— Start Given data —
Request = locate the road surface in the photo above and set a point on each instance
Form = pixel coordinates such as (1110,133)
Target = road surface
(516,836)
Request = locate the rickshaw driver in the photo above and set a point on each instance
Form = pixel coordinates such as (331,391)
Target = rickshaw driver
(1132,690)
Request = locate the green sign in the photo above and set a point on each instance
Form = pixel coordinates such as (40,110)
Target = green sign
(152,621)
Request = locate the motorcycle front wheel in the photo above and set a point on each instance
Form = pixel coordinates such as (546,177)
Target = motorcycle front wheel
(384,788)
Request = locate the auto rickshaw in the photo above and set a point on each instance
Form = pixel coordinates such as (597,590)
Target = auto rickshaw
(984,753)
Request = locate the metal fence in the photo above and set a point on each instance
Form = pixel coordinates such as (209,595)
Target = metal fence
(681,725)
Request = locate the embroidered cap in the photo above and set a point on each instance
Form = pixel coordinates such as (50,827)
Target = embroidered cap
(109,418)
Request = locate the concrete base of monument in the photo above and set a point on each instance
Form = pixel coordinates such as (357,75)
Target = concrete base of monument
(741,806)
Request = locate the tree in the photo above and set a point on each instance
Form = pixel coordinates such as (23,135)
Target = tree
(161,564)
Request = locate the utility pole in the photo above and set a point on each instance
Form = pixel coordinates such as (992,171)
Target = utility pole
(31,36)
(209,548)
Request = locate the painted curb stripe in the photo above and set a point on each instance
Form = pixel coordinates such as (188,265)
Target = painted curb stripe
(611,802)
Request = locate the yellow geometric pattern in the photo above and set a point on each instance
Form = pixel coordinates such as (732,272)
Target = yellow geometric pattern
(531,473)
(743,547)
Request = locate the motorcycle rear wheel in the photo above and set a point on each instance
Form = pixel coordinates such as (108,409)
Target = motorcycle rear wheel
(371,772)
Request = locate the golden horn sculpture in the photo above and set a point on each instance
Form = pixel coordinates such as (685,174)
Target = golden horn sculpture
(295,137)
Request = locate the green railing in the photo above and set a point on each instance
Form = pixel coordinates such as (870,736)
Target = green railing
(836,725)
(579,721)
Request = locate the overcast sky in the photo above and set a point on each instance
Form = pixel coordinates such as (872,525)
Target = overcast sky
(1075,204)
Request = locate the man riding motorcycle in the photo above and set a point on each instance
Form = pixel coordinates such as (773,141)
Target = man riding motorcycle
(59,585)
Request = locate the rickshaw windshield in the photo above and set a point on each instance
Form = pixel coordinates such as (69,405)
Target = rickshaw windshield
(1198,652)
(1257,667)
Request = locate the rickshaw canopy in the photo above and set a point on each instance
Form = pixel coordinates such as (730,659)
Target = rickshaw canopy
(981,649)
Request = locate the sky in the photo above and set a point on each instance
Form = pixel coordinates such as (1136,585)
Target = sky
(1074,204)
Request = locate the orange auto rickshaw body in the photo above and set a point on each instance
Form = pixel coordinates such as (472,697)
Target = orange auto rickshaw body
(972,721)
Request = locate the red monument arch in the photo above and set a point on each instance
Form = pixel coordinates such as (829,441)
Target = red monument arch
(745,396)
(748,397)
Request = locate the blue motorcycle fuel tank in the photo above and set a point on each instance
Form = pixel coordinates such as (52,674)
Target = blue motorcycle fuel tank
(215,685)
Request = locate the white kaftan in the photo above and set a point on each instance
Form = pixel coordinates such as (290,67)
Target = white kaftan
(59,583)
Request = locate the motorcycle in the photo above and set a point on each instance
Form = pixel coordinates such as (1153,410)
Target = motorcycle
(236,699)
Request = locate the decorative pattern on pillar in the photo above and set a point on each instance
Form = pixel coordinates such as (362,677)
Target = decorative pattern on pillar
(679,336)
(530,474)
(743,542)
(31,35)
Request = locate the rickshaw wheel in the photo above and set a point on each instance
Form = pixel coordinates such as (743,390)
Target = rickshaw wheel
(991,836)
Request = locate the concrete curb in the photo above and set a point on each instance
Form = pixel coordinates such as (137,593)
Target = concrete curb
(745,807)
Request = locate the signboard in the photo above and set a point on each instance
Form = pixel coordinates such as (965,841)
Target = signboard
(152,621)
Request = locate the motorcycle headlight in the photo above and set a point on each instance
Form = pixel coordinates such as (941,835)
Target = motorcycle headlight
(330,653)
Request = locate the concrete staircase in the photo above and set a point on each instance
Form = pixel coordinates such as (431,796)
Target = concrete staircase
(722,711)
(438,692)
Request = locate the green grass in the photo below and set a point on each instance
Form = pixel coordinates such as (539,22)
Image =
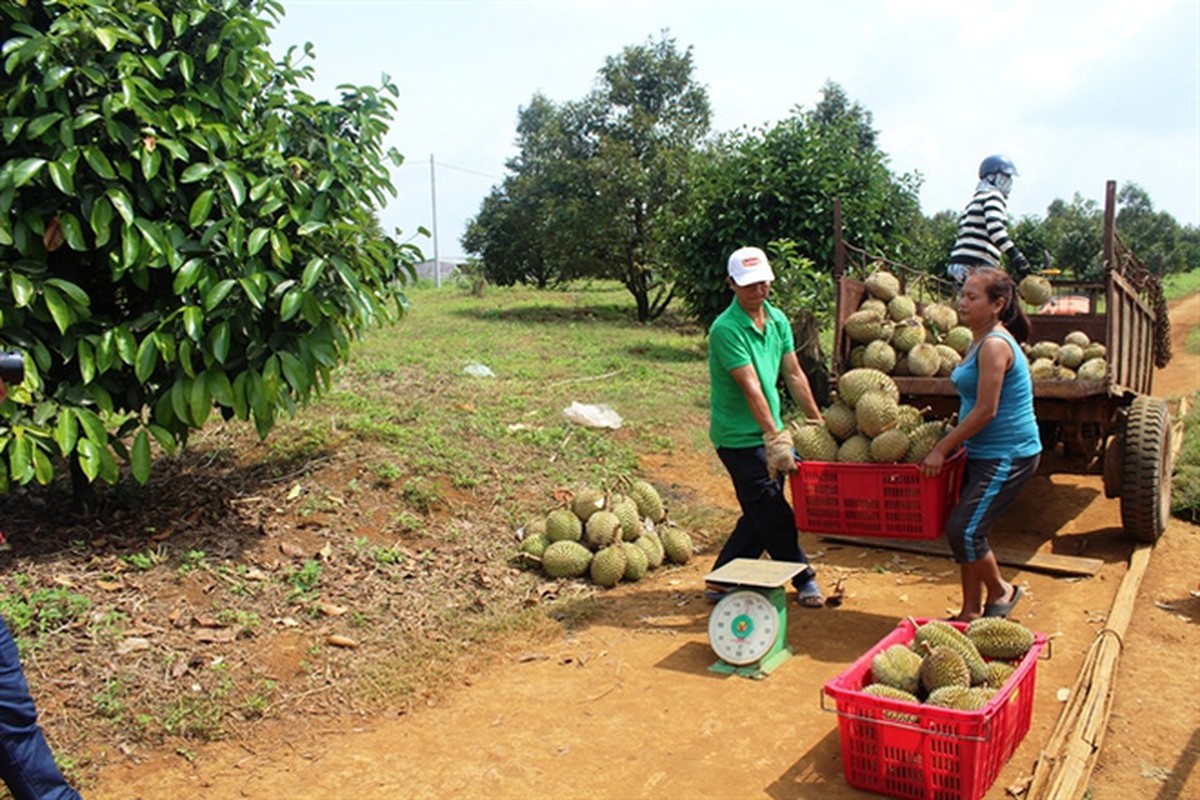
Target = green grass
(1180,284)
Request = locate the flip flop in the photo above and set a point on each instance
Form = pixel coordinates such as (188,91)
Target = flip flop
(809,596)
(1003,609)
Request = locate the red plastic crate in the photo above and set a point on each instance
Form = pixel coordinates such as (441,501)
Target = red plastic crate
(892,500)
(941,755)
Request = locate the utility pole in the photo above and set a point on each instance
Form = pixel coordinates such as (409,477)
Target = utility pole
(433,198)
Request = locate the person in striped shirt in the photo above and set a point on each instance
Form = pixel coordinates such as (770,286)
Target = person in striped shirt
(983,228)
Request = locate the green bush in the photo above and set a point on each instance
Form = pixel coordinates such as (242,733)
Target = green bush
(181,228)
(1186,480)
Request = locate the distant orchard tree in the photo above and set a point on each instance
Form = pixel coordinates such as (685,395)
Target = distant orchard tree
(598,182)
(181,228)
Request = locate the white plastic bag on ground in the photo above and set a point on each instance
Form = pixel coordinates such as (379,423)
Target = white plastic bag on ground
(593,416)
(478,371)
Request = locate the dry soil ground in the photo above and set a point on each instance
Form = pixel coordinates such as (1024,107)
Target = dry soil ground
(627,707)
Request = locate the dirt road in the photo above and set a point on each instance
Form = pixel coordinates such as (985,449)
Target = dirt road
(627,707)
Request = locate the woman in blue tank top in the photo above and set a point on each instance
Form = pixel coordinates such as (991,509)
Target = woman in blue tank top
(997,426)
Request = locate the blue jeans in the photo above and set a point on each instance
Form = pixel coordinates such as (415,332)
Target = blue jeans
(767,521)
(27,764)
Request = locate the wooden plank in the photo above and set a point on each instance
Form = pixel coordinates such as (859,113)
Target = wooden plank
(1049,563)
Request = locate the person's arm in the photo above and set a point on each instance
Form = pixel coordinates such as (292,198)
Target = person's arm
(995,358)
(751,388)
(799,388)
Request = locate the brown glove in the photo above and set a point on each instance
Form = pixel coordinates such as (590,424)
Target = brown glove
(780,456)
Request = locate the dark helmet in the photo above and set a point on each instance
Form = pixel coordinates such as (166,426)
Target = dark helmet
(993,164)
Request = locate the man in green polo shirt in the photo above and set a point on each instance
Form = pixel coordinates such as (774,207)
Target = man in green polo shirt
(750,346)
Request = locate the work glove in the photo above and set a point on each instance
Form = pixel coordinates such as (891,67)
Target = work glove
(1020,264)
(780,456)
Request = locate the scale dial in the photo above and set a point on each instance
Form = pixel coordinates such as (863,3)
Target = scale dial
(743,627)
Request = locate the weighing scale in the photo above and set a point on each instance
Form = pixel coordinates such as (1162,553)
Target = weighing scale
— End Given data —
Objective → Copy every line in the stretch from the line containing "Request = locate the work" through the end of the entries. Raise both numbers of each answer point by 129, and leave the sample coordinates on the format lines unchanged.

Response to the exercise →
Request = locate the work glove in the photo above and set a point on each instance
Form = pixel coordinates such as (891,67)
Target = work glove
(1149,393)
(909,585)
Request = locate the scale dial in the photo above and set a point on each instance
Form = pixel coordinates such as (863,3)
Target = scale dial
(872,756)
Request = locate the weighing scale in the photo above and set a point on each instance
Form = pixel coordinates such as (1162,553)
Target = weighing scale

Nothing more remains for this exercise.